Einträge eines Pointing-Datensatzes
↓

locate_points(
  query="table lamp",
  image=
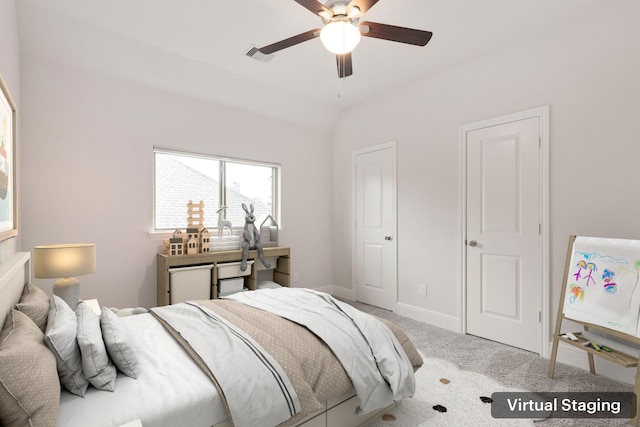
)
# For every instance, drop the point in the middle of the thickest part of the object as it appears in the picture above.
(63, 262)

↑

> [Arbeitsauftrag]
Gib sämtliche Zeilen der obigen Einträge als Markdown-Tabelle mit den Spalten „Nummer“ und „Eintragszeile“ wieder und lass Leerzeilen dabei aus. Die Bilder selbst übernimmst du nicht in die Antwort.

> [Ergebnis dieser Aufgabe]
| Nummer | Eintragszeile |
|---|---|
| 1 | locate_points( |
| 2 |   query="table lamp", |
| 3 |   image= |
| 4 | ) |
| 5 | # For every instance, drop the point in the middle of the thickest part of the object as it appears in the picture above. |
| 6 | (63, 262) |